Records from a data source
┌──
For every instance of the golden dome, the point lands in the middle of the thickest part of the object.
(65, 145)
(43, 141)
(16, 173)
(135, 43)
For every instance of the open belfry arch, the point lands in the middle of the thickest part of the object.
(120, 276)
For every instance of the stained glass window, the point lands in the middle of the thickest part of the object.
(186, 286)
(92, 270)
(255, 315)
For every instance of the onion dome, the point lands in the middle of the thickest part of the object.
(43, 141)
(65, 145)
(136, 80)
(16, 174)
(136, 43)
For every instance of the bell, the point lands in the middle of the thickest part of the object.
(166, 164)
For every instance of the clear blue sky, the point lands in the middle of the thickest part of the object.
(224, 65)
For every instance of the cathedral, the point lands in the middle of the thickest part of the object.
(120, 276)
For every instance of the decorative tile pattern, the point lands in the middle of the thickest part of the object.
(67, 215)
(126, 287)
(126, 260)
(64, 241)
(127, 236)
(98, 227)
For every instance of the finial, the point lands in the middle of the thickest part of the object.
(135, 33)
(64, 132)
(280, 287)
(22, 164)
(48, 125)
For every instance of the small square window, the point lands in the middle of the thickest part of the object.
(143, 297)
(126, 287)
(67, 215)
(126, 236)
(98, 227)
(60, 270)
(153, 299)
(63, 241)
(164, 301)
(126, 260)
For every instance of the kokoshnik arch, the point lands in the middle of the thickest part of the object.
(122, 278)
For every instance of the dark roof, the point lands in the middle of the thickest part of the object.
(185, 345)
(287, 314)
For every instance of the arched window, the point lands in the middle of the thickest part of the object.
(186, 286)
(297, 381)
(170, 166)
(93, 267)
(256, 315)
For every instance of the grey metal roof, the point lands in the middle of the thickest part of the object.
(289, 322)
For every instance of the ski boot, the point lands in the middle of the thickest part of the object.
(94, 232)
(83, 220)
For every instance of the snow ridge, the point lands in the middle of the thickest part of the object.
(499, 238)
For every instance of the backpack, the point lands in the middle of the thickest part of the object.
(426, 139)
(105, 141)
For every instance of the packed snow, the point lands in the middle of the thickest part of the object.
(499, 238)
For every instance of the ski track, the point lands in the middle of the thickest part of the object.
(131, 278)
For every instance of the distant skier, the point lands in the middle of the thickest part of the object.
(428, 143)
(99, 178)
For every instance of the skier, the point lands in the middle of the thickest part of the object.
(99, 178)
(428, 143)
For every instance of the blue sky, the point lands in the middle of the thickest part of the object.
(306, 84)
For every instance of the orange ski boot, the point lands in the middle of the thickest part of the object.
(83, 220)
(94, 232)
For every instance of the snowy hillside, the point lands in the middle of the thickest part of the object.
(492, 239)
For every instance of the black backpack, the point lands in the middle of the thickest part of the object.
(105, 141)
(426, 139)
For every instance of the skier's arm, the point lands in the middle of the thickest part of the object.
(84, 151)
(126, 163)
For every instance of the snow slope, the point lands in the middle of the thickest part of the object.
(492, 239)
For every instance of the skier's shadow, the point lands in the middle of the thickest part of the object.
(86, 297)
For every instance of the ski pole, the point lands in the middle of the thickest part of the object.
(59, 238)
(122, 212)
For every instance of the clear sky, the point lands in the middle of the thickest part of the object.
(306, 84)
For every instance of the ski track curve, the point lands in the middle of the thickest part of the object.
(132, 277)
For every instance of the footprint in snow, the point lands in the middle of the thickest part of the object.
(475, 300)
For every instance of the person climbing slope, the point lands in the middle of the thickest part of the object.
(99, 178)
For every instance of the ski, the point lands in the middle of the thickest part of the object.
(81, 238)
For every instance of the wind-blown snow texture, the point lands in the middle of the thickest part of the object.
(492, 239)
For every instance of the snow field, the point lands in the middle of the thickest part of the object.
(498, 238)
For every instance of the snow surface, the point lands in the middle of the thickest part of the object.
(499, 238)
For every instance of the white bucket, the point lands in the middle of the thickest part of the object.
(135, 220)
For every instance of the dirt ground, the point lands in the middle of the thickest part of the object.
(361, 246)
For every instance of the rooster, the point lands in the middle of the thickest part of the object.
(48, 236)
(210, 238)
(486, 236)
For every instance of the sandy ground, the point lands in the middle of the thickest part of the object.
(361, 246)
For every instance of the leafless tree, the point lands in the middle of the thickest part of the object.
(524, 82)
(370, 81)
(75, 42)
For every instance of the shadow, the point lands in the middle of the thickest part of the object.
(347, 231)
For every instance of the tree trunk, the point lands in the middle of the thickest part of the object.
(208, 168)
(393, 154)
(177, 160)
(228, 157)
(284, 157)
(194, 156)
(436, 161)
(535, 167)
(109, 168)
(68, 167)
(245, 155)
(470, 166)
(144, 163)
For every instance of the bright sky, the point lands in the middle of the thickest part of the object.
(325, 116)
└──
> _PROBLEM STATEMENT_:
Restate each record word for word.

> _ANSWER IN FULL_:
For every instance of the golden dome, the point lands in the middle of the thickest part of the object.
(65, 145)
(43, 141)
(16, 173)
(135, 43)
For every instance of the open belfry arch, the point lands in the middle of the thickest part of the object.
(120, 276)
For every instance of the stained glass window, the point lands in the middle of the thickest part of the object.
(186, 286)
(92, 270)
(255, 315)
For every instance of the onion dome, the point lands in the middle of the thickest part of the object.
(43, 141)
(65, 145)
(136, 80)
(16, 174)
(136, 43)
For every instance of the bell, the point lands in the middle of the thickest part of the object.
(166, 164)
For every instance of the clear blue sky, the point lands in the middle of the thickest part of the object.
(224, 65)
For every instance of the cathedral, the point lands in the middle of the thickest part of the object.
(120, 276)
For every instance of the decorative tile pattern, the point lands in the middle of the thickest part of the object.
(67, 215)
(126, 287)
(126, 260)
(64, 241)
(127, 236)
(98, 227)
For every instance of the finial, the point lands in the middle of the thickest part of the object.
(135, 33)
(64, 132)
(280, 287)
(22, 164)
(48, 125)
For every instance of the small square window, the point lands in the middle of the thickest part of the object.
(143, 297)
(126, 287)
(67, 215)
(126, 236)
(98, 227)
(60, 270)
(153, 299)
(63, 241)
(164, 301)
(126, 260)
For every instance of the kokoshnik arch, the point lands in the middle of the thickest part of the object.
(122, 278)
For every instance of the dark roof, the point lands in the middle of the thickest part of the object.
(185, 345)
(287, 314)
For every instance of the arched window, the point lands in the middle of the thickest part of the object.
(186, 286)
(297, 381)
(170, 166)
(93, 267)
(256, 315)
For every instance of the grey metal roof, the point lands in the middle of the thickest part of the object.
(289, 322)
For every instance of the ski boot, the point lands in the middle of the thickest part of the object.
(94, 232)
(83, 220)
For every instance of the snow ridge, the point lands in the middle of the thickest part of the object.
(499, 238)
For every instance of the backpack, the point lands in the middle of the thickest part of the object.
(426, 139)
(105, 141)
For every instance of the packed snow, the point lands in the middle of the thickest part of the object.
(499, 238)
For every instance of the ski track, the point lands in the middle of the thickest part of the object.
(131, 278)
For every instance of the distant skier, the point lands in the middle of the thickest part of the object.
(428, 143)
(99, 178)
For every instance of the skier, the point lands in the middle of the thickest part of the object.
(99, 178)
(428, 143)
For every instance of the blue sky, the point lands in the middle of the thickest part of the object.
(306, 84)
For every instance of the orange ski boot, the point lands in the middle of the thickest part of the object.
(83, 220)
(94, 232)
For every instance of the snowy hillside, the point lands in the middle of the thickest part of the object.
(492, 239)
For every instance of the black backpack, the point lands in the middle of the thickest part of the object.
(105, 141)
(426, 139)
For every instance of the skier's arm, the point lands in the middle of the thickest part of the object.
(84, 151)
(126, 163)
For every instance of the snow slope, the point lands in the middle of the thickest part of the object.
(492, 239)
For every instance of the skier's shadow, the point lands in the middle of the thickest part of the object.
(86, 297)
For every instance of the ski pole, the point lands in the middle of the thickest part of the object.
(59, 238)
(122, 212)
For every instance of the clear sky, the point lands in the middle of the thickest part of the object.
(306, 84)
For every instance of the ski track curve, the point lands in the middle of the thickest part of the object.
(132, 277)
For every instance of the footprint in snow, the point lands in the middle of the thickest part of the object.
(475, 300)
For every instance of the person climbing slope, the point lands in the middle of the thickest part of the object.
(99, 178)
For every instance of the ski, the point lands in the middle of the thickest part of the object.
(81, 238)
For every instance of the wind-blown snow texture, the point lands in the middle of the thickest part of the object.
(492, 239)
For every instance of the snow field, the point lands in the middle of the thickest part of the object.
(498, 238)
For every instance of the snow surface, the point lands in the middle of the thickest part of the object.
(499, 238)
For every instance of the white bucket, the point lands in the middle of the thickest part of the object.
(135, 220)
For every instance of the dirt ground, the point lands in the middle of the thickest part of the object.
(361, 246)
For every instance of the rooster, the point lands in the middle of the thickest part of the object.
(48, 236)
(210, 238)
(486, 236)
For every instance of the sandy ground, the point lands in the middle of the thickest part of the object.
(361, 246)
For every instance of the leafless tree, the point lands in the middle of the thickest part of the object.
(524, 82)
(370, 81)
(75, 42)
For every instance of the shadow, the point lands in the middle of the thickest part of the object.
(347, 231)
For every instance of the tree trunk, the point lands in the middle of the thickest part of the object.
(208, 168)
(393, 154)
(177, 160)
(228, 157)
(284, 157)
(194, 156)
(436, 161)
(535, 167)
(109, 168)
(68, 167)
(245, 155)
(470, 166)
(144, 163)
For every instance of the bright sky, the point lands in the middle of the thickest part of the object.
(325, 116)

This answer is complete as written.